• [WHAT THE TASK REQUIRES]
With the line containing "rough mask: <svg" as the starting point, output the remaining lines of the data exactly as they are, through the last.

(INFORMATION SHOWN begins)

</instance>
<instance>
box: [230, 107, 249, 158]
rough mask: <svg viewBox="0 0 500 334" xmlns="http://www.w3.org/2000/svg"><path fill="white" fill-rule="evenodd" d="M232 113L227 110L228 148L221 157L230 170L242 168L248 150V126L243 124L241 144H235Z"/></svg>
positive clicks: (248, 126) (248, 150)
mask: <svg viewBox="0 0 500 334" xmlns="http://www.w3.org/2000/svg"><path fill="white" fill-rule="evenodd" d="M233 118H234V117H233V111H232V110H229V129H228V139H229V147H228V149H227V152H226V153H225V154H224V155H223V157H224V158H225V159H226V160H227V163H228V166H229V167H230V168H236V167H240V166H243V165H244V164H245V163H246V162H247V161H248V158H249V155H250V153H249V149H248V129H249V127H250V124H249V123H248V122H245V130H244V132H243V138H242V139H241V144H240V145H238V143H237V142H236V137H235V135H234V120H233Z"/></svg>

(INFORMATION SHOWN ends)

• [OUTPUT OF THE TASK]
rough mask: <svg viewBox="0 0 500 334" xmlns="http://www.w3.org/2000/svg"><path fill="white" fill-rule="evenodd" d="M232 113L227 110L228 148L221 157L230 170L242 168L248 150V126L243 124L241 144H235Z"/></svg>
positive clicks: (248, 126) (248, 150)
mask: <svg viewBox="0 0 500 334" xmlns="http://www.w3.org/2000/svg"><path fill="white" fill-rule="evenodd" d="M233 118H234V117H233V111H232V110H229V129H228V139H229V147H228V149H227V152H226V153H225V154H224V155H223V157H224V158H225V159H226V160H227V163H228V166H229V167H230V168H236V167H240V166H243V165H244V164H245V163H246V162H247V161H248V158H249V155H250V153H249V149H248V129H249V127H250V124H249V123H248V122H245V130H244V132H243V138H242V139H241V144H240V145H238V143H237V142H236V137H235V135H234V120H233Z"/></svg>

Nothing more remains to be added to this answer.